BEGIN

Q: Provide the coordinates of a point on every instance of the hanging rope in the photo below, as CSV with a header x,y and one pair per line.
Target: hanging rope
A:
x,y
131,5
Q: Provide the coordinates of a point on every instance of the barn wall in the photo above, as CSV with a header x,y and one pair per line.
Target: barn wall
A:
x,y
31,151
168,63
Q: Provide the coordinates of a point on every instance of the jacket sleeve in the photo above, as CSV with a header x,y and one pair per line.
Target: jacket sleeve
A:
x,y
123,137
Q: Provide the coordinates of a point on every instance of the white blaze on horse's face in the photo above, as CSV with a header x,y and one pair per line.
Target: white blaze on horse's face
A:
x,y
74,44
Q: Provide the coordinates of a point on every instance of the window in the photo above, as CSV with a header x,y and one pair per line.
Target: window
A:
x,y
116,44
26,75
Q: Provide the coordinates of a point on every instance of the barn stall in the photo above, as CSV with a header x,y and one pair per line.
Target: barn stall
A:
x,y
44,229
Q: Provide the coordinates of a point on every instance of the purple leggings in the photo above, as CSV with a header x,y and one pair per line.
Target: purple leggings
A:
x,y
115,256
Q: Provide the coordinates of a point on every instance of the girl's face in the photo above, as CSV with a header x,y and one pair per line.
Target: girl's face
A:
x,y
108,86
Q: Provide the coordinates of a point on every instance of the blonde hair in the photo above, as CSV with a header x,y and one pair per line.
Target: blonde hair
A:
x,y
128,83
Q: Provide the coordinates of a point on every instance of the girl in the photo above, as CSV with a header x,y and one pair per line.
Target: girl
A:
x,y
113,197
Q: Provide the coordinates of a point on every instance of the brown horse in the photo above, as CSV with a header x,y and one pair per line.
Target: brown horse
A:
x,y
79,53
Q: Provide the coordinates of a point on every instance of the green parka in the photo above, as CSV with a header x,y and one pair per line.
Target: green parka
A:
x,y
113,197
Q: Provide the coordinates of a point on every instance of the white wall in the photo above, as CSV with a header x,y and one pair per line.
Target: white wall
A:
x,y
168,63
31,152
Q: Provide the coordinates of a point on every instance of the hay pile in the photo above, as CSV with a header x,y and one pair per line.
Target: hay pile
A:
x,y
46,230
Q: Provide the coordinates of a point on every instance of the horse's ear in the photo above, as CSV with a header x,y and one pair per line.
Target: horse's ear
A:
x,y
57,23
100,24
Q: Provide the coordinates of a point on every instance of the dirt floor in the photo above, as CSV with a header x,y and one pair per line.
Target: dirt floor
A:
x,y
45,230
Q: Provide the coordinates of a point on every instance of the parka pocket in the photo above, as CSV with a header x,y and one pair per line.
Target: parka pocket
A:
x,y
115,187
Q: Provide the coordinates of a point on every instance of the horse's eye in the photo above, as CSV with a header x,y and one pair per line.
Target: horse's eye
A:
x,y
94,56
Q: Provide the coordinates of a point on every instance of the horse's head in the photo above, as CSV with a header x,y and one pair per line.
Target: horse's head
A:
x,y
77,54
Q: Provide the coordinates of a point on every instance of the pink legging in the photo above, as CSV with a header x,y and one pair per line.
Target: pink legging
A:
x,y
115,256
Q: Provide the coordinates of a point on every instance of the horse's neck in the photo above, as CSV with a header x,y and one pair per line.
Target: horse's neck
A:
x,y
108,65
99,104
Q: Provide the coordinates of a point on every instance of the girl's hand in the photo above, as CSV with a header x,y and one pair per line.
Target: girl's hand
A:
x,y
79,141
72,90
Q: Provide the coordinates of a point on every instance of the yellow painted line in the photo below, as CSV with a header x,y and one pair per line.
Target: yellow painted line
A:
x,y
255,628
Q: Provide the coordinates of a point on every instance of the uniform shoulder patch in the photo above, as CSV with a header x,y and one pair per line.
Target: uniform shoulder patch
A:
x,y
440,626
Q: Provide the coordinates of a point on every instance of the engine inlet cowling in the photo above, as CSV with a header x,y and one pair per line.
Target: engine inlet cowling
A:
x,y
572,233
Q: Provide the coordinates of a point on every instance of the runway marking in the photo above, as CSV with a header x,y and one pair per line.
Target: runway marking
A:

END

Your answer must be a copy of every line in the data above that holds the string "window".

Q: Provide the coordinates of a point on every instance of the window in the photo above, as CSV with a header x,y and one pair per line.
Target: window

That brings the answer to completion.